# [Data in this exercise]
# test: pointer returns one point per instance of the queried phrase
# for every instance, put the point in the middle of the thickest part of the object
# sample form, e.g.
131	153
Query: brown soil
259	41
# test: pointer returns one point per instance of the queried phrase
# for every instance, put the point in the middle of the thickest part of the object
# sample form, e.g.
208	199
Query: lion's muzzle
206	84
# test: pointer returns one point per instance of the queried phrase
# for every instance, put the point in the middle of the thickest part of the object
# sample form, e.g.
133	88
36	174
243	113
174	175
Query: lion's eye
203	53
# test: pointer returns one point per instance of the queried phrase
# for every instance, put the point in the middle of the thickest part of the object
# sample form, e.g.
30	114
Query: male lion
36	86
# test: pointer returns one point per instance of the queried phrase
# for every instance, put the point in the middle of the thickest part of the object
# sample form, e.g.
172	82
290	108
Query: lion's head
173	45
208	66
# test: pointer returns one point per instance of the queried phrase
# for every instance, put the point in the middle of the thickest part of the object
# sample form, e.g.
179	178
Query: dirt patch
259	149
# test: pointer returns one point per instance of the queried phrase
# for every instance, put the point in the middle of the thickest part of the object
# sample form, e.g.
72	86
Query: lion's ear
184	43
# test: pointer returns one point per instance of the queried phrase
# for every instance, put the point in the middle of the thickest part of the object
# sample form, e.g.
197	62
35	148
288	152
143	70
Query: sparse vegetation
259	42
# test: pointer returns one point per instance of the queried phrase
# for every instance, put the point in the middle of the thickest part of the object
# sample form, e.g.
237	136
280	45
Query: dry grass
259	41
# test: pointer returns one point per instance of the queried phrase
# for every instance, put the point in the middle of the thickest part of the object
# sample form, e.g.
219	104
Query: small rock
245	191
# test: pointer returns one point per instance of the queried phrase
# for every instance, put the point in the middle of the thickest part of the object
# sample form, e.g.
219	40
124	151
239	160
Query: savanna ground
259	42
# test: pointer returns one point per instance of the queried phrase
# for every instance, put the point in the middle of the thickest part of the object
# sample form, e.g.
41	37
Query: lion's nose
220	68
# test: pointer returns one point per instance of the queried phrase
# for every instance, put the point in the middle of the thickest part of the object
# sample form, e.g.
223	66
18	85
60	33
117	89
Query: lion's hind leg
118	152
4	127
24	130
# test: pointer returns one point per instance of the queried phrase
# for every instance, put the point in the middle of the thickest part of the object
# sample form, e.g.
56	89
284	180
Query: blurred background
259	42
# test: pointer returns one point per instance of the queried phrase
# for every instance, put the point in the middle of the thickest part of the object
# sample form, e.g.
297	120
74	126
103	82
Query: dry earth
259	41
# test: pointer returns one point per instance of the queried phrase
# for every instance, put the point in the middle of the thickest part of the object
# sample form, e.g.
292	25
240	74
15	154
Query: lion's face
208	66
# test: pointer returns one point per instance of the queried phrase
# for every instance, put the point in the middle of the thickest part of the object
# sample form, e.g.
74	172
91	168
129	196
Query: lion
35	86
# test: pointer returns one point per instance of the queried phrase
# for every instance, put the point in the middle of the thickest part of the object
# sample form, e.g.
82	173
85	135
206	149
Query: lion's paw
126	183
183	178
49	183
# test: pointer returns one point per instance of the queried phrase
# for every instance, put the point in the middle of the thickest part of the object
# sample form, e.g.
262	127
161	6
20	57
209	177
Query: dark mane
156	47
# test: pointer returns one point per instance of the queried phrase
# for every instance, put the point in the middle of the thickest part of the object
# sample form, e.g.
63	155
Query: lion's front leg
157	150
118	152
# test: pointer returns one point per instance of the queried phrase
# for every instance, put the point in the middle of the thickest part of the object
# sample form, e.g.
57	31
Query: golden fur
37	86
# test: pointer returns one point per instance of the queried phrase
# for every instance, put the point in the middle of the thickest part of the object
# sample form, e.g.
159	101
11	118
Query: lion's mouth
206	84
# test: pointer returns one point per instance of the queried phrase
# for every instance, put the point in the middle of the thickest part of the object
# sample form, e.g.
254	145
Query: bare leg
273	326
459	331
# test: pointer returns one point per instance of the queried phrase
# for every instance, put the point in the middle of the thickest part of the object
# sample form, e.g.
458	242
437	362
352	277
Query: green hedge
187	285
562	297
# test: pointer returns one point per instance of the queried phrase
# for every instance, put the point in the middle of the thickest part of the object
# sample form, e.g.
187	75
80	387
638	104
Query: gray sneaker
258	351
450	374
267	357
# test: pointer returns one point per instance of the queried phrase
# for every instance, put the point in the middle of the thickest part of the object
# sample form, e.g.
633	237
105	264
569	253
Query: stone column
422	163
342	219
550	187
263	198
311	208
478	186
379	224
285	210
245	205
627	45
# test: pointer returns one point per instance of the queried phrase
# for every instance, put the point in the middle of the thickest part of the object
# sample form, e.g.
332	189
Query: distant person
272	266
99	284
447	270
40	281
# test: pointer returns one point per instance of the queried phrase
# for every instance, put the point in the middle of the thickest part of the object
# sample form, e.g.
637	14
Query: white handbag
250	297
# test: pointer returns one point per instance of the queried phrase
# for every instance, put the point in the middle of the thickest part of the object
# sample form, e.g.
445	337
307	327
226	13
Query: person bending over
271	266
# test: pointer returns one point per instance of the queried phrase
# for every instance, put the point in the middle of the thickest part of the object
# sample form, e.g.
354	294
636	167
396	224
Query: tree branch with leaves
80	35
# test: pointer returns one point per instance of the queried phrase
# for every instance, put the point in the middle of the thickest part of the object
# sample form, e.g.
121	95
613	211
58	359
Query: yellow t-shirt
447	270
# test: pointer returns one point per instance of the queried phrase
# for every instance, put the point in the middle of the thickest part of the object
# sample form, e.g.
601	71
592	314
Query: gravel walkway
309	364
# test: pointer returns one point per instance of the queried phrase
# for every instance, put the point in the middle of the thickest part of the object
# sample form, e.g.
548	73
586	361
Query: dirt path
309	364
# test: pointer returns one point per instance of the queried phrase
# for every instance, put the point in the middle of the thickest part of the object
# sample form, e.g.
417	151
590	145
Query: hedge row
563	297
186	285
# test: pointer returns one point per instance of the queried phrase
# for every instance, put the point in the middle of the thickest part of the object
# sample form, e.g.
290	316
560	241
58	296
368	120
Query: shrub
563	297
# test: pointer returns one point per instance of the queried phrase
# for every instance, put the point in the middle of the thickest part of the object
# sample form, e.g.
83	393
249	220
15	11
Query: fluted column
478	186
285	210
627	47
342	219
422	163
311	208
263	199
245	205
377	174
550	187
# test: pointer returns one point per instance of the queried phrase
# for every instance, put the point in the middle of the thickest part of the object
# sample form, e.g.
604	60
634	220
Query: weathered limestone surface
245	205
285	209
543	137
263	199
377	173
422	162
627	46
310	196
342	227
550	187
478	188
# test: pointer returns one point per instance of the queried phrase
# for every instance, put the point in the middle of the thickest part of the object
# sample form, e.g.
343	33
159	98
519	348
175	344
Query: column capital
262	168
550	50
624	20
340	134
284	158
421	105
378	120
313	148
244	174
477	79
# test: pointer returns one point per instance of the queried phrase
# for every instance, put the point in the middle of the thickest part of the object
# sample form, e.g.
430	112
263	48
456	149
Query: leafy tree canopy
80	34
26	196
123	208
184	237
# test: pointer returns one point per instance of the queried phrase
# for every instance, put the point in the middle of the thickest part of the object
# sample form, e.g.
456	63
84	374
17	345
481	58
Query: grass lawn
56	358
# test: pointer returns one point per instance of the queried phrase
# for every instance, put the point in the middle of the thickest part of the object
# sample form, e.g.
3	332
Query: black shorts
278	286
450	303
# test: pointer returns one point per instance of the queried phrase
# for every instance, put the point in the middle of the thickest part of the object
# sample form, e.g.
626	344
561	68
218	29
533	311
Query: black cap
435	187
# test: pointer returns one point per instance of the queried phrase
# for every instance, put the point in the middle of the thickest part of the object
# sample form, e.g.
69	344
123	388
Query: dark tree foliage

# [Exercise]
Your job is to set down the whole listing a second time, exactly.

# [The completed task]
# test: pointer returns one point per instance of the queried phrase
# for every instance, put the point in the middle of the thickest part of the object
# sample form, e.g.
131	153
Query: brown soil
259	41
# test: pointer returns one point per instance of the queried phrase
# for every instance, put the point in the middle of the thickest part of the object
# sample form, e.g.
208	199
Query: lion's muzzle
206	84
# test: pointer returns one point per instance of the queried phrase
# for every instance, put the point in the middle of the thickest part of the object
# sample form, e.g.
133	88
36	174
243	113
174	175
Query: lion's eye
203	53
# test: pointer returns one point per instance of the queried phrase
# for every instance, put the point in the middle of the thickest part of the object
# sample form, e.g.
30	114
Query: male lion
36	86
# test: pointer returns one point per instance of the queried phrase
# for every instance, put the point in the middle of the thickest part of the object
# sample form, e.g.
172	82
290	108
Query: lion's head
173	45
208	66
# test: pointer returns one point per instance of the queried phrase
# for every instance, put the point in the middle of the thickest part of the object
# sample form, e.g.
179	178
Query: dirt patch
259	149
# test: pointer returns one point per instance of the queried phrase
# for every instance, put the point in the middle of the thickest part of the object
# sample form, e.g.
72	86
Query: lion's ear
184	43
# test: pointer returns one point per instance of the queried phrase
# for every instance, put the point in the middle of the thickest part of the object
# sample form, e.g.
197	62
35	148
288	152
143	70
Query: sparse vegetation
259	42
# test: pointer returns one point per instance of the queried phrase
# for every instance, put the point in the middle of the thickest part of the object
# sample form, e.g.
237	136
280	45
Query: dry grass
259	41
# test: pointer returns one point per instance of the queried phrase
# for every instance, put the point in the middle of the thickest part of the object
# sample form, e.g.
219	104
Query: small rock
245	191
# test: pointer returns one point per instance of the queried phrase
# for every instance, put the point in the middle of the thickest part of the object
# sample form, e.g.
219	40
124	151
239	160
Query: savanna ground
259	42
# test: pointer returns one point per instance of the queried phrase
# for every instance, put the point in the middle of the thickest part of the object
# sample form, e.g.
41	37
Query: lion's nose
220	68
# test: pointer returns one point per instance of the queried phrase
# for every instance, put the point in the middle of the thickest part of the object
# sample form, e.g.
223	66
18	85
60	33
117	89
Query: lion's hind leg
118	152
4	127
24	130
# test: pointer returns one point per instance of the queried phrase
# for every instance, put the point in the middle of the thickest part of the object
# sample form, e.g.
56	89
284	180
Query: blurred background
259	42
# test: pointer returns one point per instance of the queried phrase
# for every instance, put the point in the middle of the thickest part of the object
# sample form, e.g.
297	120
74	126
103	82
Query: dry earth
259	41
# test: pointer returns one point per instance of the queried phrase
# for every instance, put the point in the middle of the thickest part of the object
# sample form, e.g.
292	25
240	74
15	154
Query: lion's face
208	66
# test: pointer returns one point per instance of the queried phrase
# for every instance, put the point in the middle of the thickest part of the object
# sample form, e.g.
74	172
91	168
129	196
Query: lion
35	86
# test: pointer returns one point per instance of the queried phrase
# for every instance, put the point in the middle of the thickest part of the object
# sample form, e.g.
82	173
85	135
206	149
Query: lion's paw
126	183
183	178
49	183
# test: pointer returns one point per instance of the queried phrase
# for every instance, put the point in the middle of the thickest part of the object
# sample form, e.g.
262	127
161	6
20	57
209	177
Query: dark mane
156	47
# test: pointer returns one point per instance of the queried phrase
# for every instance, put the point in the middle of the thickest part of the object
# sample form, e.g.
63	155
Query: lion's front leg
157	150
118	152
# test: pointer returns one point per instance of the queried phrase
# for every instance, put the point in the middle of the thickest part of the object
# sample form, e.g.
57	31
Query: golden fur
37	86
# test: pointer returns one point per instance of the queried phrase
# for every instance, put the point in the middle of the thickest part of the object
# sample form, e.g.
159	101
11	118
Query: lion's mouth
206	84
# test: pointer returns one point per instance of the queried phrase
# for every instance, put the point in the middle of the thickest part of the object
# sample form, e.g.
254	145
Query: bare leg
273	326
459	331
# test: pointer returns one point per instance of the queried phrase
# for every instance, put the point in the middle of the thickest part of the object
# sample form, e.g.
458	242
437	362
352	277
Query: green hedge
187	285
562	297
# test: pointer returns one point per instance of the queried phrase
# for every instance, put the point in the middle of the thickest part of the object
# sample form, e.g.
187	75
80	387
638	104
Query: gray sneaker
258	351
450	374
267	357
# test: pointer returns one point per instance of the queried phrase
# for every instance, put the point in the middle of the thickest part of the object
# sample form, e.g.
633	237
105	264
569	253
Query: stone column
422	163
342	219
550	187
263	198
311	208
478	186
379	224
285	210
245	205
627	45
# test: pointer returns one point per instance of the queried phrase
# for every instance, put the point in the middle of the thickest part of the object
# sample form, e.g.
332	189
Query: distant person
272	266
99	284
447	270
40	281
# test: pointer returns one point per instance of the queried phrase
# for every instance, put the point in the middle of the thickest part of the object
# sample form, e.g.
637	14
Query: white handbag
250	297
# test: pointer returns one point per instance of the queried phrase
# for every instance, put the point in the middle of the thickest part of the object
# sample form, e.g.
445	337
307	327
226	13
Query: person bending over
271	266
# test: pointer returns one point per instance of the queried phrase
# for every instance, put the point in the middle of the thickest part of the object
# sample form, e.g.
354	294
636	167
396	224
Query: tree branch with leaves
80	35
# test: pointer returns one point per instance of the queried phrase
# for every instance, put the point in the middle of the thickest part of the object
# sample form, e.g.
121	95
613	211
58	359
Query: yellow t-shirt
447	270
# test: pointer returns one point per instance of the queried phrase
# for every instance, put the point in the middle of the thickest part of the object
# sample form, e.g.
601	71
592	314
Query: gravel walkway
309	364
# test: pointer returns one point per instance of the queried phrase
# for every instance, put the point in the middle of the thickest part of the object
# sample form, e.g.
548	73
586	361
Query: dirt path
309	364
# test: pointer returns one point per instance of the queried phrase
# for every instance, put the point in the middle of the thickest part of the object
# sample form, e.g.
417	151
590	145
Query: hedge row
563	297
186	285
# test: pointer returns one point per instance of the queried phrase
# for every instance, put the point in the middle of the thickest part of the object
# sample form, e.g.
290	316
560	241
58	296
368	120
Query: shrub
563	297
# test: pointer returns one point per instance of the queried phrase
# for every instance, put the point in the middle of the thickest part of the object
# sample form, e.g.
83	393
249	220
15	11
Query: fluted column
478	186
285	210
627	47
342	219
422	163
311	208
263	199
245	205
377	174
550	187
# test: pointer returns one point per instance of the queried phrase
# for every instance, put the point in the middle of the thickest part of the object
# sample form, e.g.
604	60
634	220
Query: weathered limestone surface
245	205
285	209
543	137
263	199
377	173
422	162
627	46
310	196
342	227
550	187
478	188
# test: pointer returns one point per instance of the queried phrase
# for every instance, put the point in the middle of the thickest part of the object
# sample form, e.g.
343	33
159	98
519	348
175	344
Query: column capital
262	168
550	50
624	20
340	134
284	158
421	105
378	120
313	148
244	174
477	79
# test: pointer returns one point per instance of the queried phrase
# for every instance, put the point in the middle of the thickest part of the object
# sample form, e.g.
430	112
263	48
456	149
Query: leafy tree canopy
80	34
26	196
123	208
184	237
# test: pointer returns one point per instance of the queried phrase
# for every instance, put the point in the middle of the thickest part of the object
# sample form, e.g.
456	63
84	374
17	345
481	58
Query: grass lawn
56	358
# test: pointer returns one point per instance of the queried phrase
# for every instance, put the point in the middle of the thickest part of the object
# sample form, e.g.
3	332
Query: black shorts
278	286
450	303
# test: pointer returns one point per instance of the queried phrase
# for every instance, put the point in the middle of the thickest part of the object
# sample form, e.g.
626	344
561	68
218	29
533	311
Query: black cap
435	187
# test: pointer returns one point per instance of the queried phrase
# for every instance, put the point in the middle of the thickest part of the object
# sample form, e.g.
69	344
123	388
Query: dark tree foliage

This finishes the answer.